**WHAT YOU SHOULD DO**
Look for the line containing "the tree canopy, giving" in the listing below. Retype that line and every subsequent line through the last one, and only those.

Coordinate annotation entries
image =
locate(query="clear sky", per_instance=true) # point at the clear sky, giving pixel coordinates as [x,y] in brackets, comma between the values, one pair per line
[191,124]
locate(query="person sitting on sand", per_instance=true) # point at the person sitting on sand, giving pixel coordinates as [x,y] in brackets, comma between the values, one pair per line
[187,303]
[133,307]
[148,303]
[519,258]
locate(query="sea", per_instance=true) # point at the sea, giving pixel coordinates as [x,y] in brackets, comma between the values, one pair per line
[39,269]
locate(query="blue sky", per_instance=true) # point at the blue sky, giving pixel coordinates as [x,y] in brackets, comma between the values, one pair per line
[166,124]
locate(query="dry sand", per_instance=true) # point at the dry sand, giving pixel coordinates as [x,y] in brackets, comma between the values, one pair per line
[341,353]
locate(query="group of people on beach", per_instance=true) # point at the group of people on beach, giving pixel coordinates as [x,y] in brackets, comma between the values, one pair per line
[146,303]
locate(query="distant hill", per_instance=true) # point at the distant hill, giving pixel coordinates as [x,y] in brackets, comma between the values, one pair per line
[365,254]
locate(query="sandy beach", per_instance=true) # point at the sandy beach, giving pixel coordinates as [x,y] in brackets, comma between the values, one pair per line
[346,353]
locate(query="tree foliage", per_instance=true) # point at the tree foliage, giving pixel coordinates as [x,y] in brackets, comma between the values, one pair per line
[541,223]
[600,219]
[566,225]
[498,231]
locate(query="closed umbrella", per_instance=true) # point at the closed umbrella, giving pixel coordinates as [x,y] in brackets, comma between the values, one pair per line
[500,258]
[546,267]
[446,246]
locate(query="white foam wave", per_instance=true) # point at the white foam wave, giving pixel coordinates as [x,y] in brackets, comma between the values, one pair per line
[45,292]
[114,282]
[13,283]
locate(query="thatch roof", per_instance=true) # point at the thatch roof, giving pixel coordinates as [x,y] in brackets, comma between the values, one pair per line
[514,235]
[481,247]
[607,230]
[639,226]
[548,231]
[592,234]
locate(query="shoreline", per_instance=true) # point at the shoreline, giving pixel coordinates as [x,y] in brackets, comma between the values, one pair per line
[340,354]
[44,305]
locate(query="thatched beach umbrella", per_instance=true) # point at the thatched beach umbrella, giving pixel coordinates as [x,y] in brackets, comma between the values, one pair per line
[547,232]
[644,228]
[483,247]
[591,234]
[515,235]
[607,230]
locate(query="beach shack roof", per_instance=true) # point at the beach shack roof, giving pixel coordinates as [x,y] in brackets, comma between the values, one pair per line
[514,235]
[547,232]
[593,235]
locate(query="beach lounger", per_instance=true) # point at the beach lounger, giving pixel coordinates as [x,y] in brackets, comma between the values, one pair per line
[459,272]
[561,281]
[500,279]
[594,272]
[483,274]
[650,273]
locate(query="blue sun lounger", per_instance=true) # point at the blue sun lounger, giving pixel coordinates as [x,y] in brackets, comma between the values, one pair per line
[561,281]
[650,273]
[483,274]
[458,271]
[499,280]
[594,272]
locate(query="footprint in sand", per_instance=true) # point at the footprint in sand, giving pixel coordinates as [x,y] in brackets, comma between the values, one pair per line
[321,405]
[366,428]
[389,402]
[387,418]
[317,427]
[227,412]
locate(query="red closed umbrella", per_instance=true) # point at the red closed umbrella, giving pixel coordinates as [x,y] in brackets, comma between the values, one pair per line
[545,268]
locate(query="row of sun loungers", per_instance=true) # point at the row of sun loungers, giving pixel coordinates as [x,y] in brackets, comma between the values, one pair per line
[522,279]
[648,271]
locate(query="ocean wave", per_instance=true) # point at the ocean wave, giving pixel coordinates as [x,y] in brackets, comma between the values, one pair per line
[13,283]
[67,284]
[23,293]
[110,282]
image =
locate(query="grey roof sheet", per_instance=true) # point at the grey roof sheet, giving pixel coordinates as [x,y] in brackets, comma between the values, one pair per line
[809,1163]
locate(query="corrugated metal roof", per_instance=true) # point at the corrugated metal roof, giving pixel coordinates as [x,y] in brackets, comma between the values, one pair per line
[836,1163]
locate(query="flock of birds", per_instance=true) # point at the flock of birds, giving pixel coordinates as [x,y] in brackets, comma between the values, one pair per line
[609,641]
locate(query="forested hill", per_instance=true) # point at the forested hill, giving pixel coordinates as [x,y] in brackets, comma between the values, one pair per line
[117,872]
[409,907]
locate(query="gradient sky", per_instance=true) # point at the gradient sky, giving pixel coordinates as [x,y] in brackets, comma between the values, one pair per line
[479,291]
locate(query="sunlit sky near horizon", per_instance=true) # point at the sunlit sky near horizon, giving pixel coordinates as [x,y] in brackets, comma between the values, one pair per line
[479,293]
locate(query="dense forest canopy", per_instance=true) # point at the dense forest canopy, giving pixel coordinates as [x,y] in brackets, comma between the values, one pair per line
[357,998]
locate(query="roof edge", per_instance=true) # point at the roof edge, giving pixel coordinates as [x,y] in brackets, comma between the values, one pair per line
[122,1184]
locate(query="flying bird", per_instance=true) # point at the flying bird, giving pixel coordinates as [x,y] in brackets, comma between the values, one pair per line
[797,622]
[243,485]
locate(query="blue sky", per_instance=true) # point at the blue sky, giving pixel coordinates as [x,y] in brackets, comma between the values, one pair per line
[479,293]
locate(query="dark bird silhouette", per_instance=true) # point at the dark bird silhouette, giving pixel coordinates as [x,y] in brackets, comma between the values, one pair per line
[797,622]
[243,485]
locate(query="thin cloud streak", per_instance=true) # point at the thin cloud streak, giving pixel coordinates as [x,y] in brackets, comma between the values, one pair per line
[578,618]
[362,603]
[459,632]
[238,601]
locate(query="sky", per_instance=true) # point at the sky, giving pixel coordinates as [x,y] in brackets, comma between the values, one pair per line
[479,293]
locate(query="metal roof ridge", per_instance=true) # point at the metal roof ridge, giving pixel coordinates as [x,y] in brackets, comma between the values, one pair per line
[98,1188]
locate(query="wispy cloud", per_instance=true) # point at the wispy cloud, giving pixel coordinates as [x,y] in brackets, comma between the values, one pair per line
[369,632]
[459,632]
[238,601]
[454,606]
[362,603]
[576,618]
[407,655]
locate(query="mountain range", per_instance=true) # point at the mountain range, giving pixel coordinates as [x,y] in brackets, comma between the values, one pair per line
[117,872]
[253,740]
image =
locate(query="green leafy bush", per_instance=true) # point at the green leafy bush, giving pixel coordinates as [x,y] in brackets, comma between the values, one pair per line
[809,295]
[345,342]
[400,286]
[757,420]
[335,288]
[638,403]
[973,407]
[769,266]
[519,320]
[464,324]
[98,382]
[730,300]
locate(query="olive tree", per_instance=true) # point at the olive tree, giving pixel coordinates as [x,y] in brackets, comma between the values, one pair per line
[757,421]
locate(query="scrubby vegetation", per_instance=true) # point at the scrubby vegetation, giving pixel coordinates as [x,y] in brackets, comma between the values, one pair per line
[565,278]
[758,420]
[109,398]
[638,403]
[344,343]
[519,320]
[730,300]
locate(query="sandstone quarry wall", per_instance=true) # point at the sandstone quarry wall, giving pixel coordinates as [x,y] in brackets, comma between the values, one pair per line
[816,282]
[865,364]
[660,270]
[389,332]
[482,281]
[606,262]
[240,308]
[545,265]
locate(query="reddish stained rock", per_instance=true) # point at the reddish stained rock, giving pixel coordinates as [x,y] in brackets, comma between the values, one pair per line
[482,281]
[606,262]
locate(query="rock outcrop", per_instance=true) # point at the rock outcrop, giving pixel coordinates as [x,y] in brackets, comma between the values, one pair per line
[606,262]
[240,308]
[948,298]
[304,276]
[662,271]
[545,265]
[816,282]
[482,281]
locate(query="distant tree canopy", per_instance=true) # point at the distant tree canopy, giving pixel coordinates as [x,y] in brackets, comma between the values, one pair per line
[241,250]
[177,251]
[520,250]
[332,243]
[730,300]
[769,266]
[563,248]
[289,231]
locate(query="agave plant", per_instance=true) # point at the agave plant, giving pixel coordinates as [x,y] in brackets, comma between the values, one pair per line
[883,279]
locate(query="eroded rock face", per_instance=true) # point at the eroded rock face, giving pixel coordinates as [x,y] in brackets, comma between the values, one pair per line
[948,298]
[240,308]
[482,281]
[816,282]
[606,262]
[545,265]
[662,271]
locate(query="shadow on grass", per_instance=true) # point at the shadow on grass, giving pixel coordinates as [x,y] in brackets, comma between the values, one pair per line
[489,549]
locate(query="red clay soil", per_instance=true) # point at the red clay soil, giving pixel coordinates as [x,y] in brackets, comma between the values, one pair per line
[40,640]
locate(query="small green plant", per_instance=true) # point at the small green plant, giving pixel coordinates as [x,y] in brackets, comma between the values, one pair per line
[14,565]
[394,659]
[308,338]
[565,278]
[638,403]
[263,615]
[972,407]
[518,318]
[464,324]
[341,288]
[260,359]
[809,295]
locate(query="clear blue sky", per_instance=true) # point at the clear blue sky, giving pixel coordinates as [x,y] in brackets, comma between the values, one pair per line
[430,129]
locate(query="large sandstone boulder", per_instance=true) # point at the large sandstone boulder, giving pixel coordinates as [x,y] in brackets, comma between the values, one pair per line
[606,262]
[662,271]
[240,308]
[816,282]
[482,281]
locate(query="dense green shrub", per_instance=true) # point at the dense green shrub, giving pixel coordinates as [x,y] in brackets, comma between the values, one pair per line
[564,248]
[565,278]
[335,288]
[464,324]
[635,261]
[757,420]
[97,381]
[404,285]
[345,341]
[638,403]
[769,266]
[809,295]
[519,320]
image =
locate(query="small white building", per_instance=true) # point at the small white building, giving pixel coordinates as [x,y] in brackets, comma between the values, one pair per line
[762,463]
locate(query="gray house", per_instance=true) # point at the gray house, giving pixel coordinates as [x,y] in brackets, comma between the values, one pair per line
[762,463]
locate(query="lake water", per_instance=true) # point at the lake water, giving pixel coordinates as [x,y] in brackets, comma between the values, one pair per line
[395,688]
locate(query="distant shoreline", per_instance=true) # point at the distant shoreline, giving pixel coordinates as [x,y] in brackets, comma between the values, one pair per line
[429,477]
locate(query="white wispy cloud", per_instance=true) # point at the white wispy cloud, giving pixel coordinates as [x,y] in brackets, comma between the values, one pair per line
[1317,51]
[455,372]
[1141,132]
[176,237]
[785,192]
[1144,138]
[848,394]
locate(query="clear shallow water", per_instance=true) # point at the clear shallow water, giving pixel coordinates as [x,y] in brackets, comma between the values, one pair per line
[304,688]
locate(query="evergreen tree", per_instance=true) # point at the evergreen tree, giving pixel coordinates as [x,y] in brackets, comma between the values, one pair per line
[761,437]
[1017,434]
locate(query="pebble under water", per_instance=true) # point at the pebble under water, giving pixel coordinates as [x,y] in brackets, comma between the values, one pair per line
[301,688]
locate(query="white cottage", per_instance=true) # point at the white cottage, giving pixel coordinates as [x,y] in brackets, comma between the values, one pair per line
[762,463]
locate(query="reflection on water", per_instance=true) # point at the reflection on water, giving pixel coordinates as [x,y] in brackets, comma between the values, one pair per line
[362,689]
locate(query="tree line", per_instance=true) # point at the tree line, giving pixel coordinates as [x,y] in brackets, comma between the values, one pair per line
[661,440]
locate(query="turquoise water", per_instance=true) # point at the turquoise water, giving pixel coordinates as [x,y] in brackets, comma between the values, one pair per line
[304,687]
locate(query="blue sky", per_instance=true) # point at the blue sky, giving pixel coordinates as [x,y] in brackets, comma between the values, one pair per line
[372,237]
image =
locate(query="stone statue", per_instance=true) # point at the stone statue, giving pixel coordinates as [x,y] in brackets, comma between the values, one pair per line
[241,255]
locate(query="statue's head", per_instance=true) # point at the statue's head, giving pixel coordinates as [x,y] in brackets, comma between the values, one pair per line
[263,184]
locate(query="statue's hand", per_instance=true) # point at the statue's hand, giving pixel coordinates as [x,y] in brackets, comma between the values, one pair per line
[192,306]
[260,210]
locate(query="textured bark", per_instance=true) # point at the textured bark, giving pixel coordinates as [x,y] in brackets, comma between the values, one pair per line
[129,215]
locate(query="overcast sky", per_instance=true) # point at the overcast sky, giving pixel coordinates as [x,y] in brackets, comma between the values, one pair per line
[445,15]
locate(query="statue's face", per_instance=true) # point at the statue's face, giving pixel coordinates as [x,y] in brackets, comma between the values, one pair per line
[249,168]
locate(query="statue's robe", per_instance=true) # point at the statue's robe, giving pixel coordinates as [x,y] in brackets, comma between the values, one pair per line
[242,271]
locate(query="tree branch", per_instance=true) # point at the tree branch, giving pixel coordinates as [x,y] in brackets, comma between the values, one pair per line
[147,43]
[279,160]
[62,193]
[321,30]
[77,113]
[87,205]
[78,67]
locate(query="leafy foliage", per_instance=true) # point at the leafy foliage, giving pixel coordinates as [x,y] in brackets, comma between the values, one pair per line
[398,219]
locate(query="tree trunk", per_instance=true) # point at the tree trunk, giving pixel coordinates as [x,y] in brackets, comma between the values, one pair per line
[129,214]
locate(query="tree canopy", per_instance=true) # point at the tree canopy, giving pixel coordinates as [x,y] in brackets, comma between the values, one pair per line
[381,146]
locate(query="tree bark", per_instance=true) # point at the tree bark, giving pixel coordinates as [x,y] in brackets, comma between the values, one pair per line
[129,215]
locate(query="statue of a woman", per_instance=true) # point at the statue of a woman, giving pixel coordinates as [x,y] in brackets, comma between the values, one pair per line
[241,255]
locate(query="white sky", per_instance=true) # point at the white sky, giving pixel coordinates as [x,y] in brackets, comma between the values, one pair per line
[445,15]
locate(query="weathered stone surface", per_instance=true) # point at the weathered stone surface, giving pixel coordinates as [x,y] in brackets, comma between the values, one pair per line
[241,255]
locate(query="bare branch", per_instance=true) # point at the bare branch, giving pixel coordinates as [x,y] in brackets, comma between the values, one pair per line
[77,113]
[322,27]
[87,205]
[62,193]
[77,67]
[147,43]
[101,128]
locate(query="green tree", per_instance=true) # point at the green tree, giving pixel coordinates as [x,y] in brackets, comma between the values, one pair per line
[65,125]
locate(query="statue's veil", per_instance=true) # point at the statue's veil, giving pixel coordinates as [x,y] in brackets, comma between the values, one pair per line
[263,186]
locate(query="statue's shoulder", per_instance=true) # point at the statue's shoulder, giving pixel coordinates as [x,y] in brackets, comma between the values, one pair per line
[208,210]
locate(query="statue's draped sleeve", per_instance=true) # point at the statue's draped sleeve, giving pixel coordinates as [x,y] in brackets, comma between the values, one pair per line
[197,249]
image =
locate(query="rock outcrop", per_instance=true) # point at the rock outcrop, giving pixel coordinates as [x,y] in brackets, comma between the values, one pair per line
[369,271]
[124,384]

**CORRECT ANSWER**
locate(query="tree canopy", per_instance=true) # point at the tree canopy, giving pixel coordinates as [x,y] in brackets, comma between the values, one pair per line
[381,146]
locate(query="tree bark", per_instance=true) # point at the tree bark, giving pixel coordinates as [x,y] in brackets, comma between the values, one pair per line
[129,215]
locate(query="statue of a woman", per_instance=true) # point at the statue of a woman, giving pixel coordinates as [x,y] in brackets, comma between the values, one pair per line
[241,255]
locate(query="white sky", per_instance=true) # point at the white sky, giving pixel coordinates as [x,y] in brackets, comma between the values, one pair per line
[445,15]
locate(query="weathered stone surface", per_instance=true) # point at the weathered stone surface, giving pixel coordinates as [x,y] in brackets, comma between the values, one pair per line
[241,255]
locate(query="bare branch", per_instance=true) # point at the bare branch, giving pixel coordinates as [x,y] in brackets, comma between the values, one pair per line
[77,113]
[322,27]
[87,205]
[62,193]
[77,67]
[147,43]
[101,128]
locate(query="green tree", per_instance=true) # point at the green tree, giving pixel coordinates as [x,y] in brackets, comma between the values, one pair per line
[65,125]
locate(query="statue's veil", per_instance=true) # point at the statue's veil, giving pixel coordinates as [x,y] in brackets, comma between the values, one pair per line
[263,186]
locate(query="statue's shoulder", per_instance=true) # point at the statue's shoulder, giving pixel coordinates as [x,y] in brackets, comma between the values, one pair per line
[208,210]
locate(query="statue's draped sleeve", per_instance=true) # point at the statue's draped sleeve, giving pixel coordinates as [x,y] in brackets, comma between the values, one pair per line
[197,249]
image =
locate(query="rock outcrop", per_instance=true) # point at the rock outcrop, giving pixel coordinates as [x,y] in brackets, comma between the values, one pair per line
[369,271]
[124,384]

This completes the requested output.